**Task instructions**
Can you edit the passage on Christian marriage from "The problem with" to "ministry of oneness." so that "dross" reads "impurities", and give that stretch back?
[Start Passage to read]
The problem with this reasoning is that God's design is to give Christian spouses as unreturnable gifts. If one is seriously considering divorce because of the rocks on the road, then that person is rejecting God's two main works:
1) The refining work of God to rid us of the dross of manifesting more of sin and selfishness so that we will manifest more of Christ, thus manifesting what a Christlike husband and a wife are supposed to be like and
2) learning to operate in the ministry of oneness.
Because God is the designer of our marriages as Christians, He knows exactly why He brings certain people together in the covenant. He also knows exactly what personality He wanted to marry with your personality. God desires that a harmonious oneness be produced from the union. Yet, the very reasons that a husband and wife should function effectively and efficiently in oneness are often the very same reasons they experience conflict. The best way to understand this is to first realize that marriage is meant as a special form of fellowship between a brother and sister in Christ. It is actually the most intimate form of fellowship that Christians can achieve. The reason is because a one flesh creation incorporates the minds; the ability to determine; the emotions; bodies, and the redeemed spirituality in regeneration of the husband and the wife in a covenant with God. Related to this, in the expansive fellowship of Christianity, we find that the church is composed of many people. Each member is distinct and separate, yet each member functions in togetherness as a whole. This is the ministry of oneness among the body of Christ. Among the expansive church, the various members possess gifts and talents that specifically mark their distinctiveness within the body. Think about various ministry gifts. Some are gifted,
"to be apostles, some to be prophets, some to be evangelists, and some to be pastors-teachers, [in the Greek it is pastor-teacher] " Ephesians 4:11
God has created such a diversity to prepare His,
"people for works of service, [which is more ministry gifting] so that the body of Christ may be built up until we all reach unity in the faith and in the knowledge of the Son of God and become mature, attaining to the whole measure of the fullness of Christ ..." Ephesians 4:12–13
Unfortunately, ministers of the body of Christ don't always operate as smoothly together as they should. In 1 Corinthians 14 we see that prophets needed to be regulated in the church congregation. One evident reason that is seen from exegeting the passage is that prophets tend to think they are right. They think that God has revealed a special insight to them, and so that is that. But God says they need checks and balances. This "I am right, so just listen" attitude can characterize certain types of people in every generation of the church. They may have a kind of prophetic type gifting in which they think they see a special insight. It is evident to them. They believe that it is from God and they have no problem blurting it out. This can be a problem for the pastor who is a teacher. Because he says,
"If you're right, then you need to prove it.
Also, if you are right, then we need to let people know by explaining it to them in a way they can understand."
The evangelist, on the other hand, may tend toward thinking that the only work of any serious significance is that of getting people saved. Pastors are motivated to oversee people. So Pastors may become overly burdened, or they may become overly controlling. On the other hand, others in the body may have a difficult time being in subjection to biblical church leadership. Prophet type people may have problems with others because people who have prophet like tendencies often think they know more than others. Contemporary apostle types are something like what we now call missionaries. They are not primary, nor secondary, apostles of the first generation with that kind of apostolic calling and authority. But missionaries exist. These people may think it is more important for the message of Christ to be spread somewhere else other than where they are. The overseeing teachers are still looking at everyone and repeating
"Prove it from the fullness of the full counsel of God's word; and if you don't, I may prove something else."
[End Passage to read]
[Start Information shown]
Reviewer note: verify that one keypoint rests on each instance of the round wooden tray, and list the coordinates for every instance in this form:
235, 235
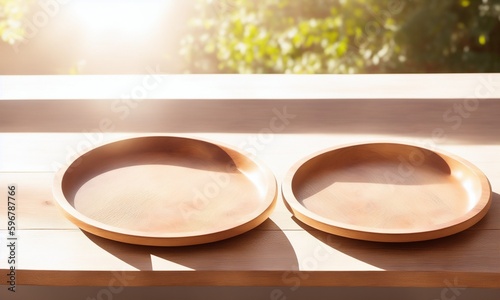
[End Information shown]
**Task answer**
The problem with this reasoning is that God's design is to give Christian spouses as unreturnable gifts. If one is seriously considering divorce because of the rocks on the road, then that person is rejecting God's two main works:
1) The refining work of God to rid us of the impurities of manifesting more of sin and selfishness so that we will manifest more of Christ, thus manifesting what a Christlike husband and a wife are supposed to be like and
2) learning to operate in the ministry of oneness.